-- Set tasks --
1) List every line shown in capital letters inside quotation marks in the passage on yelling.
2) Pull out each line of the records that contains the word "lantern".

I’ve made it a whole two days doing this. Yesterday? The first day. Today? The second. Tomorrow, we surmise, will be the 3rd day. I’m afraid that at some point I’ll simply run out of things to say. That “other side” I’m supposed to break out to? What if there’s nothing there. On the one hand, I’ll be breaking out into the inky blackness of space. It’ll be cold, and empty. There will be nothing there. Just me – screaming into the darkness. On the other hand… what if it is the inky blackness? Then there will be stars… and light. And perhaps the darkness won’t be so dark. And I can still scream at it. I kindof realize that the screaming is something I’m good at. I can yell at things. And, maybe the yelling doesn’t do a whole lot of good. You’ve got to yell at people who can change things. Make them change things. Or, at least let them know that you’re happy.

I’ve got some yelling todo. Some of it? People I don’t even know. Much of it? Me. If I don’t yell at myself, nothing gets done. Yelling, then, is the key. The lock is… me? My ears? I don’t often yell audibly – especially when it’s at myself. I yell… quietly… in the blackness of my mind. It echoes around, dislodging things… bringing them to the surface. I used to imagine that my mind was kind of like a jungle. I’d yell, and yell, and yell, and things would coming rushing out of the underbrush – some to chomp, some to listen, others to yell back.

“DON’T DO IT.”

“GO YELL SOMEWHERE ELSE.”

“GO HOME.”

“WE KNOW YOU CAN DO IT. SO, GO ALREADY.”

Isn’t that strange? All those things from a smelly, noisome bog. The bog, though, is really space. Not all of it – but there are places that have no right being in a busy, growing, living, dying bog. They’re places of quiet and peacefulness. But, besides that, they’re lonely and dark. There are no stars above. It’s just little pockets of silence. You can yell into the silence. I often do. Nothing responds – no encouragement, no biting remarks. No bites, or ferns. No chocolate, no fruits. Just little places to lie down – so you can draw the silence around you.

-- Rows of box annotation data --
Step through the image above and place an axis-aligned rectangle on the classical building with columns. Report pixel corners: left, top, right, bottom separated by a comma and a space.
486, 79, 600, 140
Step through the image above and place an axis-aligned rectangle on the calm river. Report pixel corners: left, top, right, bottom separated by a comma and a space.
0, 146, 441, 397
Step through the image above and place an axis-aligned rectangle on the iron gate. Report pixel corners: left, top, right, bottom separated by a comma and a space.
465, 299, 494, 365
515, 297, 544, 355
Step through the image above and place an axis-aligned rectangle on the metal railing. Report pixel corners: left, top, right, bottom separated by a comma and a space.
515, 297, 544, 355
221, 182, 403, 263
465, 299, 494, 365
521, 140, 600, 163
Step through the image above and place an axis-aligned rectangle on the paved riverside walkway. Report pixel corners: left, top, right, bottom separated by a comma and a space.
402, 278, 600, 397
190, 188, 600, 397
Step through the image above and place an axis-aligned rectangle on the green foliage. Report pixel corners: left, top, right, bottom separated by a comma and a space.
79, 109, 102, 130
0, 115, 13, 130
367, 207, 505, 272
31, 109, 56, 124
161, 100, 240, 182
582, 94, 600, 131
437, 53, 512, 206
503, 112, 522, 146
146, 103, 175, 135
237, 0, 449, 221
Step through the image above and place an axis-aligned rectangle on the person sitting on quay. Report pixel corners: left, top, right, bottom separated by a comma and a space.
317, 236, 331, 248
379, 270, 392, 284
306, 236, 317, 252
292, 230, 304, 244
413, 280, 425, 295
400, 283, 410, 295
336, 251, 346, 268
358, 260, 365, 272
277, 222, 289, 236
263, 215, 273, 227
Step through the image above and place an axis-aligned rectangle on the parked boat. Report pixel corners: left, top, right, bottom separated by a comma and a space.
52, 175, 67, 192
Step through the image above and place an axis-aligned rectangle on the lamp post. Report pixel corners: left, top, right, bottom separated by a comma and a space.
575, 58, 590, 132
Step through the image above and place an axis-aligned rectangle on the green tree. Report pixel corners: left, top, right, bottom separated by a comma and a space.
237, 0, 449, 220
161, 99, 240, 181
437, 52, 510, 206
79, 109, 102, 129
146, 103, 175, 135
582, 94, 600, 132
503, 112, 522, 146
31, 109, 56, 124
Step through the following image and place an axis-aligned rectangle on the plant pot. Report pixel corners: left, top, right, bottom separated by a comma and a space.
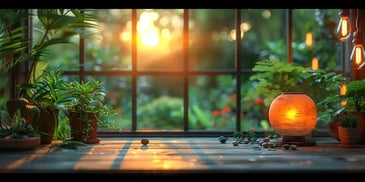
0, 137, 41, 150
338, 126, 359, 146
69, 112, 100, 144
33, 109, 59, 144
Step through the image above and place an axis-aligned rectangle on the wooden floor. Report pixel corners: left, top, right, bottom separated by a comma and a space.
0, 137, 365, 175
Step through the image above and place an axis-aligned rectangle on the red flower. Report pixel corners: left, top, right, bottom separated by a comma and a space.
255, 98, 264, 105
221, 107, 231, 115
212, 110, 221, 116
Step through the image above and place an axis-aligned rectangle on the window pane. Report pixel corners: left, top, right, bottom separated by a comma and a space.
240, 9, 287, 70
292, 9, 342, 70
189, 75, 236, 131
137, 9, 183, 70
137, 76, 184, 130
189, 9, 235, 70
85, 9, 132, 71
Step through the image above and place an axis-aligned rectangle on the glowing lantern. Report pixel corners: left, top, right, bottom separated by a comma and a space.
269, 92, 317, 146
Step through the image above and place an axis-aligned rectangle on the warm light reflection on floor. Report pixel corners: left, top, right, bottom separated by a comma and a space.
3, 145, 53, 170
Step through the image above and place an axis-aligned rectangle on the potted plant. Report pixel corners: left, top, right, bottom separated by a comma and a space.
64, 79, 109, 144
0, 9, 99, 109
0, 110, 41, 150
19, 69, 71, 144
344, 80, 365, 144
242, 59, 346, 129
338, 112, 359, 146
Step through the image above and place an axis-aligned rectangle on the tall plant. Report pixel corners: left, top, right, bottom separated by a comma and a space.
0, 9, 100, 106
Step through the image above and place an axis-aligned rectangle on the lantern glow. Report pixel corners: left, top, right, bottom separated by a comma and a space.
312, 57, 318, 71
269, 92, 317, 146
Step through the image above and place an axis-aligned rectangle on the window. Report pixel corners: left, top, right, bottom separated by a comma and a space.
34, 9, 342, 136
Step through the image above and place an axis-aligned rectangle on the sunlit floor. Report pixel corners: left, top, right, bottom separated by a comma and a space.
0, 137, 365, 175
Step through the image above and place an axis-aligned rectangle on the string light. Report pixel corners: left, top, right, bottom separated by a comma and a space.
337, 9, 351, 41
350, 9, 365, 69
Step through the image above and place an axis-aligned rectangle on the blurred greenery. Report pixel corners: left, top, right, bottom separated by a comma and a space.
3, 9, 341, 130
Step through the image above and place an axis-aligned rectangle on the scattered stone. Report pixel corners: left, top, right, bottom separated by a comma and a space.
141, 138, 150, 145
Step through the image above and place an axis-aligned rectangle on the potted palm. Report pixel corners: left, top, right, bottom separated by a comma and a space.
64, 79, 108, 144
338, 112, 359, 146
344, 80, 365, 144
0, 9, 99, 106
19, 69, 71, 144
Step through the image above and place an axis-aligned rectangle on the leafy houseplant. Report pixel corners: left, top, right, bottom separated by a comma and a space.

-- Answers --
1)
"DON'T DO IT."
"GO YELL SOMEWHERE ELSE."
"GO HOME."
"WE KNOW YOU CAN DO IT. SO, GO ALREADY."

2)
Step through the image above and place an axis-aligned rectangle on the glowing lantern. Report pixel corners: left, top, right, bottom separated by a comma and a space.
Step through the image above and place an axis-aligned rectangle on the lantern glow. Report pixel corners: left, top, right, bottom separated by a comma and a space.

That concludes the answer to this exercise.